Russian Academy of Sciences
Steklov Mathematical Institute
Lomonosov Moscow State University

International School-Conference

dedicated to the memory of the outstanding mathematician
Andrei Nikolaevich Tyurin


Quantization of integrable systems with monodromy
Michael CARL

Starting from the integral affine structure on the regular image of an integrable moment map we would like to construct and compare different representation spaces. Key words: Integrable systems, quantization, monodromy

Noncommutative unitons

By the results of Uhlenbeck, every harmonic map from the Riemann sphere $S^2$ to the unitary group $U(n)$ is a product of the so-called unitons: special maps from $S^2$ to the Grassmannians $Gr_k(C^n)\subset U(n)$ satisfying certain first-order systems of differential equations. We construct a noncommutative analogue of this factorization. It holds for those solutions of the noncommutative sigma-model that are finite-dimensional perturbations of solutions of energy zero. Applications include: (1) quantization of energy of solutions, (2) an abundance of examples of non-Grassmannian solutions, (3) a detailed description of the moduli spaces of solutions of small energy.

Relativistic anti-Wick quantization of gauge fields in 3+1 dimensions
Alexander DYNIN

We show that the reduced Yang-Mills phase space has a weak Kaehler structure. Then we apply quantum white noise calculus to the Shwinger-Bogoliubov-Shirkov quantization scheme. Key words: Quantum field theory, Yang-Mills fields

Complete Ricci-flat K\"ahler metrics on the canonical bundles of toric Fano manifolds

We prove the existence of complete Ricci-flat K\"ahler metrics on the canonical bundles of toric Fano manifolds. This is an application of an existence result of toric Sasaki- Einstein metrics.

Introduction to deformation qunatization

I will give an introduction to the so-called deformation quantization of symplectic and poisson manifolds, from an algebraic point of view. The main topics will be: the setup, the necessary deformation theory material (Hochschild cohomology of associative algebras, star-products, Maurer-Cartan formalism), Kontsevich formality and quantization of the affine space with an arbitrary poisson bracket. If time permits, I will also touch on quantization of smooth manifolds, including Fedosov quantization.

Some dynamical property of the Ricci flow on the twistor space of quaternionic Kaehler manifolds with positive scalar curvature

We consider the Ricci map on the space of Riemannian metrics on the twistor space of quaternionic Kaehler manifold with positive scalar curvature and show the existence of the subspace which is invariant under the Ricci map. Its consequences will be discussed. Key words: quaternionic Kaehler manifolds, twistor space, Ricci flow.

Singular unitarity in quantization commutes with reduction
Hui LI

We will discuss the relation between the inner products of the quantum Hilbert spaces before and after symplectic reduction. Key words: Geometric quantization, moment map, symplectic quotient.

+ + + + +

Continue the Tyurin school-conference abstract list from where it stops. The entries that follow are not needed.

Excerpt from a data file:
+ + + + +

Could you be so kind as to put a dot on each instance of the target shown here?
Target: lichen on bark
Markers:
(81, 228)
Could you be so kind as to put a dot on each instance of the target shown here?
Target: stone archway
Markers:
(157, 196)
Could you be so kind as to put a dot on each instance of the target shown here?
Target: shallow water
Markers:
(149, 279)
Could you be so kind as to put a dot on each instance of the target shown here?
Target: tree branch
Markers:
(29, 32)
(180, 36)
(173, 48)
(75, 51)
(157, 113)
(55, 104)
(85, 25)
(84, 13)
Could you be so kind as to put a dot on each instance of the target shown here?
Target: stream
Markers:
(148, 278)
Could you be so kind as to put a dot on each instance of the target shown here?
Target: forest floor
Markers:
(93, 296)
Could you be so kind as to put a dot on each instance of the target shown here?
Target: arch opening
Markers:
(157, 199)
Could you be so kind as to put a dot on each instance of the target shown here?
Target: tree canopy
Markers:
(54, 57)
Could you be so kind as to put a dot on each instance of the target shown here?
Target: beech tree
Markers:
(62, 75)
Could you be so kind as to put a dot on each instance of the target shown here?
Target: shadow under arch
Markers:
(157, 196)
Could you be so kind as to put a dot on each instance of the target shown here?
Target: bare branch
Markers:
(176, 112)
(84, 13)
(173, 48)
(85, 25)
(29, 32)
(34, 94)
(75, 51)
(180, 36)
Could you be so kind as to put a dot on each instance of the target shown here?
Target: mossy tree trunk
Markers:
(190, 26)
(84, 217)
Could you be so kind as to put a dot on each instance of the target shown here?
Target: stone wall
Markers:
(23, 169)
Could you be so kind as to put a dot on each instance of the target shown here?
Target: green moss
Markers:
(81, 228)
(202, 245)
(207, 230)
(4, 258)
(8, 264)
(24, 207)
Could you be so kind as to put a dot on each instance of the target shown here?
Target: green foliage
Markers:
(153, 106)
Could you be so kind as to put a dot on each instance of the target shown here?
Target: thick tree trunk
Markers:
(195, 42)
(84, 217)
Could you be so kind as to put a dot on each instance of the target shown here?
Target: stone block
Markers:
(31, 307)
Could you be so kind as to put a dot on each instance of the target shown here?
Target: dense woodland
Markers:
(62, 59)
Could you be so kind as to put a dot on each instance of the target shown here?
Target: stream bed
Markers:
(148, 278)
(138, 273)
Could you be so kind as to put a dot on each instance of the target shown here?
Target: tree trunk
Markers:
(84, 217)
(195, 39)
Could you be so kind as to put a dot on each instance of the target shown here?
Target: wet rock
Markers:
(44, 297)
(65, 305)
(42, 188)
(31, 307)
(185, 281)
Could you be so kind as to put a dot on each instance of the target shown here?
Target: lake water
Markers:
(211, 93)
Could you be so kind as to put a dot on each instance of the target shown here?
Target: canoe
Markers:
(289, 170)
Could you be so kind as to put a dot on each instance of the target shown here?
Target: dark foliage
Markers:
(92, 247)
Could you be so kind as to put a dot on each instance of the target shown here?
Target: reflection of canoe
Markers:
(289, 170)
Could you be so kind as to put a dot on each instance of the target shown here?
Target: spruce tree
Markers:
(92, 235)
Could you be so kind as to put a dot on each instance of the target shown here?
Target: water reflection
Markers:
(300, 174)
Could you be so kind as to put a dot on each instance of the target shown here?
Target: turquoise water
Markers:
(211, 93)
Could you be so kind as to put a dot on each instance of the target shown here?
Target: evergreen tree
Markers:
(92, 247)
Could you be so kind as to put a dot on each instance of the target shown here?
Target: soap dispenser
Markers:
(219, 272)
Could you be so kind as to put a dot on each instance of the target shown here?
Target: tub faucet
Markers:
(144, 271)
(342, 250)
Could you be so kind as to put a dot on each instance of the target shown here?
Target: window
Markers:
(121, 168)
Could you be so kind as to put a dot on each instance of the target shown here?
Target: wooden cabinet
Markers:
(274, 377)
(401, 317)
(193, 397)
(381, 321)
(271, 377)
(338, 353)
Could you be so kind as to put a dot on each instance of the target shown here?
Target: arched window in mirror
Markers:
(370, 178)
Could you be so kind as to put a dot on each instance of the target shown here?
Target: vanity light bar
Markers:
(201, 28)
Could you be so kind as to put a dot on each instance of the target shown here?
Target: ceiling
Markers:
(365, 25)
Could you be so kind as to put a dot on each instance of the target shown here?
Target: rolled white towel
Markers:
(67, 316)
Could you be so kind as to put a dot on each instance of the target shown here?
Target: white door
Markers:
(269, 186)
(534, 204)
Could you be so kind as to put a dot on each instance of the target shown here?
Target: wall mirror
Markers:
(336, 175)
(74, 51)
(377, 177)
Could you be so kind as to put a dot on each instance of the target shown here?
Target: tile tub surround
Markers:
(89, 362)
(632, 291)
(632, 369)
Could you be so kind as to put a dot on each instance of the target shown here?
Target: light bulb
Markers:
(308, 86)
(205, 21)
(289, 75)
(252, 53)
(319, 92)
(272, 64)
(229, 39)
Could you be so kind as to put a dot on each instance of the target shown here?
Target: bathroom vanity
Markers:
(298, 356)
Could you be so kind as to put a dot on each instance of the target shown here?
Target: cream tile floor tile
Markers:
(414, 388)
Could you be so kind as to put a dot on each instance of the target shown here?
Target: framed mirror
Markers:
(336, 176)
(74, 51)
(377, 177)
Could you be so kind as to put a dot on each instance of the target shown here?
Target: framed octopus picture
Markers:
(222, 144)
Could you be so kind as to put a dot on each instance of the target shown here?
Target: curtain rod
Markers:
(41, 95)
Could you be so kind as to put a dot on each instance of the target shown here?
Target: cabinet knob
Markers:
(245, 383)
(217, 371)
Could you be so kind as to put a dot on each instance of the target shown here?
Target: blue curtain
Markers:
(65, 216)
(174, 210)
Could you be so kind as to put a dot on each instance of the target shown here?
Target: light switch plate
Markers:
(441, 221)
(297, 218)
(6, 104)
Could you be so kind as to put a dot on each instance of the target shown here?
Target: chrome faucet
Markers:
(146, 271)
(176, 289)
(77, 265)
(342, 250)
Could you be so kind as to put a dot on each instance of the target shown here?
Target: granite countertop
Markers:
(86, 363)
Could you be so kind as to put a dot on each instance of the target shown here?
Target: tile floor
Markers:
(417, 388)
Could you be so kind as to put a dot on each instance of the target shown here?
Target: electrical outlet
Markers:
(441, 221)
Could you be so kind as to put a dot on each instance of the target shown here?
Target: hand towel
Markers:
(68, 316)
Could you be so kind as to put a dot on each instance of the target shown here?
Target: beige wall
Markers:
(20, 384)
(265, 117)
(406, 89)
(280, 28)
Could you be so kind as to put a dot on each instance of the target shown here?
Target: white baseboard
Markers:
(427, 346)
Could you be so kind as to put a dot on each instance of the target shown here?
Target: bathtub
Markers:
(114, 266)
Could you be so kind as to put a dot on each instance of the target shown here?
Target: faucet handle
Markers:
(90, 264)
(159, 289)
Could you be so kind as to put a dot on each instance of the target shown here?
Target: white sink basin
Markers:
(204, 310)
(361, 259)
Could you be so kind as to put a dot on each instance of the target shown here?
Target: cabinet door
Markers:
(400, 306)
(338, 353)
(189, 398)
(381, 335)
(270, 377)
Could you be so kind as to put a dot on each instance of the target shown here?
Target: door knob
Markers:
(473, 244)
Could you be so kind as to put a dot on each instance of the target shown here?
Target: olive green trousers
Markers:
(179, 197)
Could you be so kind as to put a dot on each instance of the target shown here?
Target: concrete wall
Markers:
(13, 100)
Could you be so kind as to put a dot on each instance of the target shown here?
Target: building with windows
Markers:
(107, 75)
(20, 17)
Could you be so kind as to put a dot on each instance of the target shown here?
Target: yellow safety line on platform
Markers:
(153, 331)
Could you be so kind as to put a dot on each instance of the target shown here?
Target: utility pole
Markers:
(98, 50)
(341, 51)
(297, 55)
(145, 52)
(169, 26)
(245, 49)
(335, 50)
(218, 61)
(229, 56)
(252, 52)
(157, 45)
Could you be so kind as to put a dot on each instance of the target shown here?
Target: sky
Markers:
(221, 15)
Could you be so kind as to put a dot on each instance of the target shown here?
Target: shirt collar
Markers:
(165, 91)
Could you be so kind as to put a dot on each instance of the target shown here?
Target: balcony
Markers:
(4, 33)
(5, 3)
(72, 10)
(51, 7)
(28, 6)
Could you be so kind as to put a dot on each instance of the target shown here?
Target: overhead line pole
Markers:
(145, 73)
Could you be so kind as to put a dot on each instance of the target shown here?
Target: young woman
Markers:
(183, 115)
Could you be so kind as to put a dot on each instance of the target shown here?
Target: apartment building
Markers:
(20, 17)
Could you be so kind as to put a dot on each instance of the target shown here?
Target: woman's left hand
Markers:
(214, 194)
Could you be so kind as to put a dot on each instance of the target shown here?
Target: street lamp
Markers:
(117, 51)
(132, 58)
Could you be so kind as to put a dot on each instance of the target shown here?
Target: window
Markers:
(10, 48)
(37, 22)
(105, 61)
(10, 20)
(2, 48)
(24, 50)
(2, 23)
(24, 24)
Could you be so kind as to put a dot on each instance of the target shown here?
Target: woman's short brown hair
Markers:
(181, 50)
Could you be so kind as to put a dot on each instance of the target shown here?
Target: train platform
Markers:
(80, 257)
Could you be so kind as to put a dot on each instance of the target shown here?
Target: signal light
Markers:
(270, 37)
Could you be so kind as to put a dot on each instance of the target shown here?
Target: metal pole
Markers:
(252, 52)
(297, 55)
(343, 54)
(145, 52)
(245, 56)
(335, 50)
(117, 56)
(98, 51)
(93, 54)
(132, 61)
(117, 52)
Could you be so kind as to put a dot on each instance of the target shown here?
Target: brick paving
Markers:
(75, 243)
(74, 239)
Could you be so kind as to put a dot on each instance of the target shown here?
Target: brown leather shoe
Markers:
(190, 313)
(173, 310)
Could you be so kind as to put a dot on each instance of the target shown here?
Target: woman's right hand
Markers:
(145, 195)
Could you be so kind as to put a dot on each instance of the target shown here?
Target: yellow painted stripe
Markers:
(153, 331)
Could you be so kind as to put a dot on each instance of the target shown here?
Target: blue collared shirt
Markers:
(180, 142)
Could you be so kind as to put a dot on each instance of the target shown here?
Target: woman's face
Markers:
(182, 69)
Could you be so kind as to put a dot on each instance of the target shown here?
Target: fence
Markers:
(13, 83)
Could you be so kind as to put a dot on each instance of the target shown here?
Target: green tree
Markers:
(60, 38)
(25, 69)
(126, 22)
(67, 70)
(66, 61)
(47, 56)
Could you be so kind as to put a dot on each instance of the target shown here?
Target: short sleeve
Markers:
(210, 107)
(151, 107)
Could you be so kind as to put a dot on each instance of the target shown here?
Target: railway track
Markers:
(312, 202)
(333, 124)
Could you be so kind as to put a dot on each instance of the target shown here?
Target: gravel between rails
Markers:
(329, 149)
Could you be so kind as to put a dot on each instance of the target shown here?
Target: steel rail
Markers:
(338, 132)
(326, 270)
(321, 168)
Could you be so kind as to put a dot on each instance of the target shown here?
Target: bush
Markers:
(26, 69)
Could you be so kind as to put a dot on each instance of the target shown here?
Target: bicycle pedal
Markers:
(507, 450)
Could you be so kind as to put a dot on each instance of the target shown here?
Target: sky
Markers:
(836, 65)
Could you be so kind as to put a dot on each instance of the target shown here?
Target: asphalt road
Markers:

+ + + + +

ANSWER TO THIS PROBLEM |
Superconnection and family Bergman kernels
Xiaonan MA

We establish an asymptotic expansion for families of Bergman kernels. The key idea is to use the superconnection formalism as in the local family index theorem.

Geometry of G_2 orbits.

Actions of G_2 and its subgroup cause cohomogeneity one actions on vector spaces. We discuss such orbits, and some applications. Key words: G_2 orbit .

Asymptotically Holomorphic Embeddings of Presymplectic Manifolds into Projective Spaces.

We construct asymptotically holomorphic embeddings of presymplectic manifolds in the complex projective space by Donaldson's asymptotically holomorphic techniques. Key words: Asymptotically holomorphic map, presymplectic manifold

Projective embeddings and Lagrangian fibrations of Abelian varieties and Kummer varieties

The first half of this talk is a brief introduction to geometric quantization. We mainly consider the case of Abelian varieties and see a relation between natural basis of the spaces of theta functions and certain Lagrangian fibrations. In the latter half we discuss this relation from the point of view of projective embeddings of the Abelian varieties.

Gerbes and symbols

We consider construction of the 2-dimensional tame symbol on a 2-dimensional local field as monodromy of some combinatorial gerbe. From this construction we prove up to sign the Parshin reciprocity laws for these symbols for any algebraic surfaces over any perfect ground field.

Lie antialgebras

We introduce a new class of algebras that we call Lie antialgebras.

Commutator identities on associative algebras and integrability of nonlinear pde's

It is shown that commutator identities on associative algebras generate solutions of linearized integrable equations. Next, a special kind of the dressing procedure is suggested that in a special class of integral operators enables to associate to such commutator identity both nonlinear equation and its Lax pair. Thus problem of construction of new integrable pde's reduces to construction of commutator identities on associative algebras.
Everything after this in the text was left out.